** Required action **
Rewrite the EKS troubleshooting article starting with "Diagnose EKS Node" and going on through "hits a wall.", replacing "on-call engineer" with "on-call staff".

** Source text **
=======
Diagnose EKS Node Issues Faster with AWS DevOps Agent and Custom MCP
When your Kubernetes cluster starts throwing CrashLoopBackOff errors at 3 AM, you don’t want to manually SSH into nodes, grep through logs, and cross-reference timestamps with CloudWatch metrics. AWS DevOps Agent automates exactly this kind of troubleshooting by investigating production incidents autonomously. It can diagnose pod failures, trace configuration changes through AWS CloudTrail audit logs, and correlate metrics with cluster events—all without waking up your on-call engineer. But here’s the catch: it only works well when your troubleshooting data lives in AWS services it knows about. When critical diagnostics are scattered across custom monitoring tools, proprietary observability platforms, or internal systems, DevOps Agent hits a wall.
That’s where custom Model Context Protocol (MCP) servers come in. MCP is an open standard that lets you extend Claude’s capabilities by plugging in external data sources and tools. By building a custom MCP server for your specific infrastructure, you can teach AWS DevOps Agent where to find information it doesn’t natively know about. Imagine your team uses Grafana for custom metrics, runs internal diagnostic scripts, or stores cluster metadata in a homegrown database. A custom MCP acts as a translator—when DevOps Agent needs to investigate a node issue, it can query these sources directly through the MCP interface. The agent receives structured data back, understands the context, and continues its diagnosis autonomously. Technically, this means writing a simple HTTP server that exposes your data sources as callable tools, then registering it with the DevOps Agent framework.
In practice, this matters because production diagnostics are rarely contained in a single service. Consider a real scenario: a node runs out of disk space, causing several pods to evict. Native DevOps Agent can see the eviction events in EKS and spot the low disk metric in CloudWatch. But the root cause might be a runaway log file from a custom application that writes to a local volume—something only visible to your internal log analysis system or a kubectl exec command. With a custom MCP, you can wrap these diagnostic commands into callable tools that DevOps Agent triggers automatically. It correlates the eviction event with the log growth, narrows down the problematic deployment, and suggests remediation steps. This moves diagnosis from “we need access to three different tools” to “ask the agent.”
The practical benefit is speed and reliability. Your team spends less time context-switching between dashboards during incidents. DevOps Agent gathers evidence systematically, reduces false leads, and provides richer context in its findings. For teams running complex, heterogeneous infrastructure—especially those with custom tooling or legacy systems that can’t be easily migrated—custom MCP servers turn DevOps Agent from a helpful assistant into a genuinely autonomous troubleshooter. It’s not about replacing human expertise; it’s about automating the tedious data-gathering phase so your engineers can focus on decisions that actually require judgment.
=======
(Region-pointing data)
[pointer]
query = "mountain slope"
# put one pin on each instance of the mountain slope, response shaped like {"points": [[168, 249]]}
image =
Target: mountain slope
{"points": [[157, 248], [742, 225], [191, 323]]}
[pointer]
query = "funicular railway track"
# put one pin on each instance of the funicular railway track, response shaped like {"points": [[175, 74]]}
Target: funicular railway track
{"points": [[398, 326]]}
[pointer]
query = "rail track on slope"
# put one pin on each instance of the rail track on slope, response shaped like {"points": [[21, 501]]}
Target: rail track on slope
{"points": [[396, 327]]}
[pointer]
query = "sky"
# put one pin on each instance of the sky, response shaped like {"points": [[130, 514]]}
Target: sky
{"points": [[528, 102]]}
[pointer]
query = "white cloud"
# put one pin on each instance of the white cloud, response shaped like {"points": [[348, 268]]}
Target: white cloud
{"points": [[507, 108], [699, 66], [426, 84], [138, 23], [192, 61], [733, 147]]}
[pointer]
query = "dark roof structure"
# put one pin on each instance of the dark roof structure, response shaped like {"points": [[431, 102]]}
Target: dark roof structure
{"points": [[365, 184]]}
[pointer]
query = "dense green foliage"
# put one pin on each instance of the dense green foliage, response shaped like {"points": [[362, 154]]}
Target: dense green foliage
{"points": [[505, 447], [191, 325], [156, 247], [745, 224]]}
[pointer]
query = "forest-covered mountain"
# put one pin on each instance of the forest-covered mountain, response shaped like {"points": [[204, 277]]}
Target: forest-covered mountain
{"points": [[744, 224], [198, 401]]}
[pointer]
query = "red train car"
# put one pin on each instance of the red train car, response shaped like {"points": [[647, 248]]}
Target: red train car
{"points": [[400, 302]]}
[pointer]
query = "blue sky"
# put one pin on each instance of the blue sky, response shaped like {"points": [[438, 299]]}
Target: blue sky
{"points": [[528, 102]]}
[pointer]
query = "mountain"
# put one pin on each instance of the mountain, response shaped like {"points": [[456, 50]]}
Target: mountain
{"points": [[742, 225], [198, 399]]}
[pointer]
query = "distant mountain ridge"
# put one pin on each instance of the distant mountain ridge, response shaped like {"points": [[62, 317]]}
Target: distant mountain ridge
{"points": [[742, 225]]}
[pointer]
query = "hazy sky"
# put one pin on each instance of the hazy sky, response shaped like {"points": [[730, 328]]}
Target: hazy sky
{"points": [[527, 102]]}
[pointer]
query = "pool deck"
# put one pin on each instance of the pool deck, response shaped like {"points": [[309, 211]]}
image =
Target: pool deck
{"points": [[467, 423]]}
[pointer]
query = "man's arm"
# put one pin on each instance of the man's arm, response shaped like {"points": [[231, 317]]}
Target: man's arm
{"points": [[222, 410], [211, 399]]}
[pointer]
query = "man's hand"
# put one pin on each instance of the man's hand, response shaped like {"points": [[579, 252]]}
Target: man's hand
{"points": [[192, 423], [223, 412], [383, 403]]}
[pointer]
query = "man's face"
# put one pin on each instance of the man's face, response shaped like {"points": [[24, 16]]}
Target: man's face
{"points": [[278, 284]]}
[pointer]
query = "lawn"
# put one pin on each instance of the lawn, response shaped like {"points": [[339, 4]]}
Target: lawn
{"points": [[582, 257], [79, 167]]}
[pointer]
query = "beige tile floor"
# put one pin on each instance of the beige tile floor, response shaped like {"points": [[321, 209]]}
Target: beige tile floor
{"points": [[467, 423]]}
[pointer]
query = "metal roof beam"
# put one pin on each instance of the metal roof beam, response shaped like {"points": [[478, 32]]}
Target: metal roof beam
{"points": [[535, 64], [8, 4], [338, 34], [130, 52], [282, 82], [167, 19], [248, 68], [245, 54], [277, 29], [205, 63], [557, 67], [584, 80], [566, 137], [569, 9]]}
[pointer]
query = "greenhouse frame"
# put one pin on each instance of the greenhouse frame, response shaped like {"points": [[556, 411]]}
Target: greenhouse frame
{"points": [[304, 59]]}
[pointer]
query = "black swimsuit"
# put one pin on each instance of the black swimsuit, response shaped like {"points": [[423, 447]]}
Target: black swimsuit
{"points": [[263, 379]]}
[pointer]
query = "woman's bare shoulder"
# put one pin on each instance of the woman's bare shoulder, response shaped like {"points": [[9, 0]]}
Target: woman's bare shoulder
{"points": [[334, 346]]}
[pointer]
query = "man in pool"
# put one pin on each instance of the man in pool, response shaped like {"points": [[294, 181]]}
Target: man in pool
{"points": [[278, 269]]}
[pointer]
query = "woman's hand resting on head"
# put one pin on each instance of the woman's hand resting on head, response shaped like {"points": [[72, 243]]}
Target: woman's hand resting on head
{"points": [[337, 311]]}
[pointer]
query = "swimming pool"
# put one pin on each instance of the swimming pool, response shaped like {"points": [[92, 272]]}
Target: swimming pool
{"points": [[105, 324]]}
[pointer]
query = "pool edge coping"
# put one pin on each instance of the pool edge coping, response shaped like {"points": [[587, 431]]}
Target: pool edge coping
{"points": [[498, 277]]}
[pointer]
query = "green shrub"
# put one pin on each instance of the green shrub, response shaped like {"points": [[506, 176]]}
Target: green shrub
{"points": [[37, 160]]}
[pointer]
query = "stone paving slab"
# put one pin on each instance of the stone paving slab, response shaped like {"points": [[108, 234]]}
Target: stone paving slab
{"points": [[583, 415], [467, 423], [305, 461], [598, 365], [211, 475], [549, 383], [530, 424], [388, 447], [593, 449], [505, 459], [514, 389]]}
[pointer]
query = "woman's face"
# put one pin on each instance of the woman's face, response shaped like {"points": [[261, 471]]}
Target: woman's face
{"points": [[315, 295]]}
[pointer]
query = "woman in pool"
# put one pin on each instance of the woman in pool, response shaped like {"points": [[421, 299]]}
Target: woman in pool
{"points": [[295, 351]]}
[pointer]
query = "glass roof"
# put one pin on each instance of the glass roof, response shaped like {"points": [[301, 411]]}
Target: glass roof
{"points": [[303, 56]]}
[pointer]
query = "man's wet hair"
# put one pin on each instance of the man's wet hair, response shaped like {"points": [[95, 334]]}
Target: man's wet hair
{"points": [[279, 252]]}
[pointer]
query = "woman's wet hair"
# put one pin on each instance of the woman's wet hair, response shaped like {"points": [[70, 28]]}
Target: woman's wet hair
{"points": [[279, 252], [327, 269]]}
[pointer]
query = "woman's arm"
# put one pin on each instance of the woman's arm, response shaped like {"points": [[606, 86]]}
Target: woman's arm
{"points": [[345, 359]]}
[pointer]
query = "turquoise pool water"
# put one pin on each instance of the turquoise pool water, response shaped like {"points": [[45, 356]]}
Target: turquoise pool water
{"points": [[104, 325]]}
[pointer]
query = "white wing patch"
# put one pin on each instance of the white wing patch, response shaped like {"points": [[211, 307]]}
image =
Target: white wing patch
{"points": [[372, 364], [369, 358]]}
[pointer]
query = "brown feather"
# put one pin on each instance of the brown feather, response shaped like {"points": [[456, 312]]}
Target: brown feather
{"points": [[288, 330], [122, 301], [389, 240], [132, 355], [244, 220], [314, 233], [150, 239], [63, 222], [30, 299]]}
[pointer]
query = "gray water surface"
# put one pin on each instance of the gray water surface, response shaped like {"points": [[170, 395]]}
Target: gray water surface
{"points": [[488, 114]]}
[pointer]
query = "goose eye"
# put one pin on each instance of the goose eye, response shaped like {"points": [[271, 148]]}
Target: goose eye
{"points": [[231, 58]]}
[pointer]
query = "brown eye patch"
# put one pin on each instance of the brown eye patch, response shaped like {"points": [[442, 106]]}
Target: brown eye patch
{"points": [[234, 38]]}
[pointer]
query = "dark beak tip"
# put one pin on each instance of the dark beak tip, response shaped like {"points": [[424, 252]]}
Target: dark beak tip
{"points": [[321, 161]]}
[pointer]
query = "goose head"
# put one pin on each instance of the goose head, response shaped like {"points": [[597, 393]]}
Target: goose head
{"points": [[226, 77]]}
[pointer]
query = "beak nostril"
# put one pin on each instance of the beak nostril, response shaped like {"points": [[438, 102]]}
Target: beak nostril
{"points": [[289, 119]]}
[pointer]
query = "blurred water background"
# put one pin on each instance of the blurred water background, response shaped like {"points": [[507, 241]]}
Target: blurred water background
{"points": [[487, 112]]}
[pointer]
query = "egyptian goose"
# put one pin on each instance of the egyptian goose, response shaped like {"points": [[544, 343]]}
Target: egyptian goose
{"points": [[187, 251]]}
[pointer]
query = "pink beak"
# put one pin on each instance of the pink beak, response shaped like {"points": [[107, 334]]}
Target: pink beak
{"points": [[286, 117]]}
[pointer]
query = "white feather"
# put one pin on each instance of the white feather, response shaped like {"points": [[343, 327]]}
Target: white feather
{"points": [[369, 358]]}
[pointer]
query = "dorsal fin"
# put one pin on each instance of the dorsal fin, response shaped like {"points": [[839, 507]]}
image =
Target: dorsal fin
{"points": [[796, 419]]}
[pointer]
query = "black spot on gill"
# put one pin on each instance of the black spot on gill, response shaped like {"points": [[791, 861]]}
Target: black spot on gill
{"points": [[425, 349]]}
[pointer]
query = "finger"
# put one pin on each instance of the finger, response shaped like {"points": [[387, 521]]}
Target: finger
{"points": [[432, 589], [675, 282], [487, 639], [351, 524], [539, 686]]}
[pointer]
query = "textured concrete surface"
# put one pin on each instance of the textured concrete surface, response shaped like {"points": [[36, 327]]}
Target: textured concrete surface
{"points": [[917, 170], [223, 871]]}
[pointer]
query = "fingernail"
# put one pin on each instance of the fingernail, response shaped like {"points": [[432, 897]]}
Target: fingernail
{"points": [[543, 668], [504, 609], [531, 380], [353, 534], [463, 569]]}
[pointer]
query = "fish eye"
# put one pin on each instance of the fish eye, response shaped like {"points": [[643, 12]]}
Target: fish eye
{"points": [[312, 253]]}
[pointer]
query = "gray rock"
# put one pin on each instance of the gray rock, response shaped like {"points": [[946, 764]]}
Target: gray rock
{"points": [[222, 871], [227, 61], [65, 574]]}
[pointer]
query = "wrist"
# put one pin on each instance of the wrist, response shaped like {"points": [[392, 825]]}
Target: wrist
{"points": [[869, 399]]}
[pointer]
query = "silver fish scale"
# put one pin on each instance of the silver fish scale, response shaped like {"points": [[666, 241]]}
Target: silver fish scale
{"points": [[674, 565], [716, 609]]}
=======
** Task output **
Diagnose EKS Node Issues Faster with AWS DevOps Agent and Custom MCP
When your Kubernetes cluster starts throwing CrashLoopBackOff errors at 3 AM, you don’t want to manually SSH into nodes, grep through logs, and cross-reference timestamps with CloudWatch metrics. AWS DevOps Agent automates exactly this kind of troubleshooting by investigating production incidents autonomously. It can diagnose pod failures, trace configuration changes through AWS CloudTrail audit logs, and correlate metrics with cluster events—all without waking up your on-call staff. But here’s the catch: it only works well when your troubleshooting data lives in AWS services it knows about. When critical diagnostics are scattered across custom monitoring tools, proprietary observability platforms, or internal systems, DevOps Agent hits a wall.